EXERCISE DIRECTIONS:
Go through the material below and return each line with the string "lookup" in it.

AVAILABLE DATA:
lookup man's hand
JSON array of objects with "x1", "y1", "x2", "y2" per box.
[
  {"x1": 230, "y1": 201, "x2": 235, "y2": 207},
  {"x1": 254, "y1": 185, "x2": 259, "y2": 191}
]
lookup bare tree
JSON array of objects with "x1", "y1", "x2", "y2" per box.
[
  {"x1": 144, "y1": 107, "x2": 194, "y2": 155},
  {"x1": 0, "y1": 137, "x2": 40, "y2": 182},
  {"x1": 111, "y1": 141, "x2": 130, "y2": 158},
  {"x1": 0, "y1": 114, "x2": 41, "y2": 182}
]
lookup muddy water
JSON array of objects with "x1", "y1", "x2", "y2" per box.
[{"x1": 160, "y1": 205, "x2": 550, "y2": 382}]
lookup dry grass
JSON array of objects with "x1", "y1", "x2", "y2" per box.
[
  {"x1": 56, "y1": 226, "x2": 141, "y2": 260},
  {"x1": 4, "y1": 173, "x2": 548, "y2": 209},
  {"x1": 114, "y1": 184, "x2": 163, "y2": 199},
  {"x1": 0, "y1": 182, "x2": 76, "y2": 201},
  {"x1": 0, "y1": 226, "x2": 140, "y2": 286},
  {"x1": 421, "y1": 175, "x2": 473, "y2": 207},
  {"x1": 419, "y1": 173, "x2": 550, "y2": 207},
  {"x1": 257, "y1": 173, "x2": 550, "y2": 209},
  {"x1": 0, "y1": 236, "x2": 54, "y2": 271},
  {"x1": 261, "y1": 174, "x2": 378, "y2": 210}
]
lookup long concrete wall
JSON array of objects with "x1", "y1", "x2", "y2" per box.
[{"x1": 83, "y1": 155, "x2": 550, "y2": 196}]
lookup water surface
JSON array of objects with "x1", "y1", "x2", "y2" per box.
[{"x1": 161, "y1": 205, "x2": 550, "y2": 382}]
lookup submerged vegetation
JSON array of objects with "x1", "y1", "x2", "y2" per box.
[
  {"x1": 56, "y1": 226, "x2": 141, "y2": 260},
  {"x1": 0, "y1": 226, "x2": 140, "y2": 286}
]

ANSWER AREA:
lookup man's hand
lookup bare tree
lookup muddy water
lookup dry grass
lookup long concrete wall
lookup water surface
lookup submerged vegetation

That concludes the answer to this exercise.